_Dataset entries:_

■ ■ ■ ■ ■ ■ ■

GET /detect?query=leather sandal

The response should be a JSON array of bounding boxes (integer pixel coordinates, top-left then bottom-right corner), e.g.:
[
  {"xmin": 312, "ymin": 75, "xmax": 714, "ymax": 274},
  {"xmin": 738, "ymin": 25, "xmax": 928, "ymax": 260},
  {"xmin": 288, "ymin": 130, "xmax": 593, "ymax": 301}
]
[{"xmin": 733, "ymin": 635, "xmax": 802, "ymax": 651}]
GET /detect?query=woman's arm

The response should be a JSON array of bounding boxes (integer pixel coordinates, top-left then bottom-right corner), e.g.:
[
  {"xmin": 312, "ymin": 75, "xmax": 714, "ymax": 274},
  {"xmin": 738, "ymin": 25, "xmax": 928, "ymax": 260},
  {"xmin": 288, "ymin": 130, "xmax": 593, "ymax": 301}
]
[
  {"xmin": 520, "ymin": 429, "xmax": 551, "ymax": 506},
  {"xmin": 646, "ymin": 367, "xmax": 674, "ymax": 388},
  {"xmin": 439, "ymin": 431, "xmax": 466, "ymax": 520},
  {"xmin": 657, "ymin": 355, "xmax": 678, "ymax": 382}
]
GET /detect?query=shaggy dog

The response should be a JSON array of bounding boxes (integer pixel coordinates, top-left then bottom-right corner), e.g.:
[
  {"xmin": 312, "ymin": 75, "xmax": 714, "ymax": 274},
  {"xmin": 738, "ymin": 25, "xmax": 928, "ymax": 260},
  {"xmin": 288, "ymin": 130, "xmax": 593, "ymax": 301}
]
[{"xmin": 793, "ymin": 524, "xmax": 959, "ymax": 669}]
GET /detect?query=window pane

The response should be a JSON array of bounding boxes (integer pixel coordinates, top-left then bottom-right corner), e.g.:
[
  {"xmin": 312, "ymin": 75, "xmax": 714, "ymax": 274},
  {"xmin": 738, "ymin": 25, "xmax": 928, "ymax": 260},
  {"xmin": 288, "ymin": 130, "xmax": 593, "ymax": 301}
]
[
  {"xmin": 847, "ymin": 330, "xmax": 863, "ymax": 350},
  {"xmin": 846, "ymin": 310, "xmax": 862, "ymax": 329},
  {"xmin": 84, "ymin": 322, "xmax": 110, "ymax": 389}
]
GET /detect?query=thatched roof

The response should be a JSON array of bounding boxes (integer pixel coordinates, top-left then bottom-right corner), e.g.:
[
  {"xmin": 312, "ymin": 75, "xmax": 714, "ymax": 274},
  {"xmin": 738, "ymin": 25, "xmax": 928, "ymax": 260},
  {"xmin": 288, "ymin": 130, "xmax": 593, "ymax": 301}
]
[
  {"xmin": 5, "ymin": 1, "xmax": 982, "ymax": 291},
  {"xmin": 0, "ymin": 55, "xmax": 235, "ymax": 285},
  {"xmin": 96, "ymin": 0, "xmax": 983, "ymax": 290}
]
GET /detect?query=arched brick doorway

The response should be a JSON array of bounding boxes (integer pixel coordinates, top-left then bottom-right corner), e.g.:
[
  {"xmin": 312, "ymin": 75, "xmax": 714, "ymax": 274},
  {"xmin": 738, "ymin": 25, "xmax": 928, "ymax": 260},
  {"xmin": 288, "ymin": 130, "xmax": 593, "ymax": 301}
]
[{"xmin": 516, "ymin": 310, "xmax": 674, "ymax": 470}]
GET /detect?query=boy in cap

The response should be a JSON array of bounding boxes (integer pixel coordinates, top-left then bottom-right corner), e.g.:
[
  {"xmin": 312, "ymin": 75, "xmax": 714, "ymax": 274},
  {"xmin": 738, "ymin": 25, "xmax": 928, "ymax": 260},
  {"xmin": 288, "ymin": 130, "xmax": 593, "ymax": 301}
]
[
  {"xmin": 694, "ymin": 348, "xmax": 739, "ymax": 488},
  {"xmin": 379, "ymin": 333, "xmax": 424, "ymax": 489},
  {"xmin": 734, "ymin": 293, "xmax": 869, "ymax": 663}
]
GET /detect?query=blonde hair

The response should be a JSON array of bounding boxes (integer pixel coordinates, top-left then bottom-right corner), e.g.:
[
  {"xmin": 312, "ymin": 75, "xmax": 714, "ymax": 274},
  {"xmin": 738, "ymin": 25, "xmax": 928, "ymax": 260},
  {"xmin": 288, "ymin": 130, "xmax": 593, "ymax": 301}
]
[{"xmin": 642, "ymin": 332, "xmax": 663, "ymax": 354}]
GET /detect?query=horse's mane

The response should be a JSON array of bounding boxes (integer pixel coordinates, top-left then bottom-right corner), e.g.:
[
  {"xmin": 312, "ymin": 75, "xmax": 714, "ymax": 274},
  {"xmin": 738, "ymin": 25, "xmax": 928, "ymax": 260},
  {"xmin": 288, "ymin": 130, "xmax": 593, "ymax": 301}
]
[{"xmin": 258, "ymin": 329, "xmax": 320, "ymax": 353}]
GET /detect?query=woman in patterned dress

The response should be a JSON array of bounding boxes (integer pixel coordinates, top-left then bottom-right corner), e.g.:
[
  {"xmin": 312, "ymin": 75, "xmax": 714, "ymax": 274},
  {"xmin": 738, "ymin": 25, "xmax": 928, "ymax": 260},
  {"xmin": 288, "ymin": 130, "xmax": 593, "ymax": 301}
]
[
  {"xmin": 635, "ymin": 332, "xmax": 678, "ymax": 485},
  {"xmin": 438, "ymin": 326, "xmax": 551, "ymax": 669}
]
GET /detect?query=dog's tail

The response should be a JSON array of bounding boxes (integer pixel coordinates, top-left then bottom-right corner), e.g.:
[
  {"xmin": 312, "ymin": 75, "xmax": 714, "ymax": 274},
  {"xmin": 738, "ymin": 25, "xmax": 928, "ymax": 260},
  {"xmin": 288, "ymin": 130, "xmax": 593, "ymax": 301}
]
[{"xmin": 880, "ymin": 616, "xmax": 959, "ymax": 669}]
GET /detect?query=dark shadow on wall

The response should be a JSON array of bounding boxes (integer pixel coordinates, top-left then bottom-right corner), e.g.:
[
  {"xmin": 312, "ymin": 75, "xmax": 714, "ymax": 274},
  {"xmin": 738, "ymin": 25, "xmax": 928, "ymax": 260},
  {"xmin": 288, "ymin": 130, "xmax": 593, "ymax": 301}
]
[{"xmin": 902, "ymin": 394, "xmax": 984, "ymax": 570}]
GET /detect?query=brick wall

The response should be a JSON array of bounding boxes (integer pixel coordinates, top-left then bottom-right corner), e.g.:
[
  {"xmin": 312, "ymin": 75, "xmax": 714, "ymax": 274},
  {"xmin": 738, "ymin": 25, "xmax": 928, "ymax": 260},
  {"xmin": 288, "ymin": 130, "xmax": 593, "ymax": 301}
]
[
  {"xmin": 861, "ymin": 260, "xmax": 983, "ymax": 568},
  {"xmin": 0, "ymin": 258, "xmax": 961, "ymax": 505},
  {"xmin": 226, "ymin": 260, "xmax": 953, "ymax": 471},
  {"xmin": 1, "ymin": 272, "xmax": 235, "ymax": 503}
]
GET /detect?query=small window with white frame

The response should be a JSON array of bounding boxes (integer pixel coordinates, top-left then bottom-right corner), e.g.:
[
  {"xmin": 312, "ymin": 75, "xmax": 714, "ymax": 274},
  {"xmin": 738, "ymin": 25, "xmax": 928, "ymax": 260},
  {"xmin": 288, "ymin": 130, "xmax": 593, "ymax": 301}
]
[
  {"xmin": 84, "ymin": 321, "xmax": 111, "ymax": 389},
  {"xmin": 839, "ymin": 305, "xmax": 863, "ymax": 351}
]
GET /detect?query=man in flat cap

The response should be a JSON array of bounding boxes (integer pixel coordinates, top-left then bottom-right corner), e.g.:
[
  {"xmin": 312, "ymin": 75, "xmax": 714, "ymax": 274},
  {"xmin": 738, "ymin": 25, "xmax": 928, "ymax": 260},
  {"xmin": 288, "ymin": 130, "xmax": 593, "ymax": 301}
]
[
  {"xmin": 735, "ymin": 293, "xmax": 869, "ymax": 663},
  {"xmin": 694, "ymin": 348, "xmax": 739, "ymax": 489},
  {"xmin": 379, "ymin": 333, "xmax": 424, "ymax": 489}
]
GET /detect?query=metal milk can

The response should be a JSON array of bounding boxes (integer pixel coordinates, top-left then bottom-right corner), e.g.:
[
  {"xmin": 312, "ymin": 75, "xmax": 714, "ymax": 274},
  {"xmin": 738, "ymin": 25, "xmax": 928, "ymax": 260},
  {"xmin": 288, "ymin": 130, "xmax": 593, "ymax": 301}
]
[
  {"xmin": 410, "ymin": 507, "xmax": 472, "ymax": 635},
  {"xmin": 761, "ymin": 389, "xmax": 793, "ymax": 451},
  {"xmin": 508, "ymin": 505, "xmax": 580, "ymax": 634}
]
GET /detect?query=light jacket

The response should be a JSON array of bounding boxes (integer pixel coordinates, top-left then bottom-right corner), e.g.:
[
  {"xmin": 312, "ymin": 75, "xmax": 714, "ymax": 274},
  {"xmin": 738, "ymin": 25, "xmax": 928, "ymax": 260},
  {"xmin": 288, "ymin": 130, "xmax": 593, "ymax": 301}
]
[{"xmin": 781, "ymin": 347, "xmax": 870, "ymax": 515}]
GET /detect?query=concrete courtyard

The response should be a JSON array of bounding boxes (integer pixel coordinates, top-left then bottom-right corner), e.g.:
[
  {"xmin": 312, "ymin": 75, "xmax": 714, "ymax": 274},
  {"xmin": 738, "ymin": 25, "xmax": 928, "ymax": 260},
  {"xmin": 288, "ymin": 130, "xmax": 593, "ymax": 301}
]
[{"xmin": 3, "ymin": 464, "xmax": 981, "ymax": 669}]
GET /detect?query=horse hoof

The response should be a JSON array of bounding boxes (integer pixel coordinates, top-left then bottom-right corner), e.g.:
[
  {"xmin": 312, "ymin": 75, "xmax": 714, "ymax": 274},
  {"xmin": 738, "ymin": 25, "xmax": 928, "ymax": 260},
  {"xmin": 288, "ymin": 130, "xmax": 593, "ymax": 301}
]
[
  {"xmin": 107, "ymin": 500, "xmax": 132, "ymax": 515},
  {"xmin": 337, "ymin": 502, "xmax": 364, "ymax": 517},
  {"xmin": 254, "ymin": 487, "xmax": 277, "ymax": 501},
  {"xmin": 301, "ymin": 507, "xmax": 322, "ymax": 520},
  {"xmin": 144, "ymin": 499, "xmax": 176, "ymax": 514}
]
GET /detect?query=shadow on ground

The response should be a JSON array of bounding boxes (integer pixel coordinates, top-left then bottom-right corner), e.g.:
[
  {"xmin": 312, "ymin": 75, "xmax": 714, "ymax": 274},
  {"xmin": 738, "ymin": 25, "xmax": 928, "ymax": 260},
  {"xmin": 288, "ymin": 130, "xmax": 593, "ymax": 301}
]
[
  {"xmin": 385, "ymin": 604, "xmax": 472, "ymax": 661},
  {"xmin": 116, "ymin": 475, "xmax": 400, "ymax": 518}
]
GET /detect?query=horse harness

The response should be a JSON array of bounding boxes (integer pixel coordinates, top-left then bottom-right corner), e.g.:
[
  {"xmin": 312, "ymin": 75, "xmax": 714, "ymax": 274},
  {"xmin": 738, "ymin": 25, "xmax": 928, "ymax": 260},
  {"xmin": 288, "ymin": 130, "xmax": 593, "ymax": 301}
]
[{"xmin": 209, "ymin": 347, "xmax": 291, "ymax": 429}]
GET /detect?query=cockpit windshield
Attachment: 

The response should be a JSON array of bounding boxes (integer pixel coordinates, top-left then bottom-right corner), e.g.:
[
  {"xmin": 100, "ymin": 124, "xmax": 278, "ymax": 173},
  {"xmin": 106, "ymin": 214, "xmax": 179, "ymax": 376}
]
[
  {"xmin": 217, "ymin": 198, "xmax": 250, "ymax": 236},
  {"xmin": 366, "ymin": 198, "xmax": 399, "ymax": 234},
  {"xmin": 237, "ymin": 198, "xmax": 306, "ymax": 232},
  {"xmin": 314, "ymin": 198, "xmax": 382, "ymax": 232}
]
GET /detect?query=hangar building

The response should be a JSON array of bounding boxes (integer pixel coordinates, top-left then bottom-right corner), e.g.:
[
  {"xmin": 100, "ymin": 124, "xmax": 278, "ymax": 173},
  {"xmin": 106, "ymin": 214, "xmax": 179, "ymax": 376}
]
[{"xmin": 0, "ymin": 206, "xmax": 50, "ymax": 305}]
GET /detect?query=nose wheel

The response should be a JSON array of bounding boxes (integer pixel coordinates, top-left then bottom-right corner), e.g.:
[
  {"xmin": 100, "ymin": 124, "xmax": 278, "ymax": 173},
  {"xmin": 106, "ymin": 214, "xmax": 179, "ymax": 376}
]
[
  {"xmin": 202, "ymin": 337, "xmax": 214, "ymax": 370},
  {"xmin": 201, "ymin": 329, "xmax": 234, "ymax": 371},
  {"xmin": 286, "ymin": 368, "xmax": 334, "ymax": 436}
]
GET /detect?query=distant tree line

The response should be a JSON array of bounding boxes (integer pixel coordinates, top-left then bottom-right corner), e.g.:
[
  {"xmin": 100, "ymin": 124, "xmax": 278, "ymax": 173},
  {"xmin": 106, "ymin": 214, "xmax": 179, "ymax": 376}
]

■ ■ ■ ■ ■ ■ ■

_Task item:_ Which of the lines above include the string "woman"? Pick them out and copy them.

_Solution to this task:_
GET /detect?query=woman's arm
GET /detect?query=woman in patterned dress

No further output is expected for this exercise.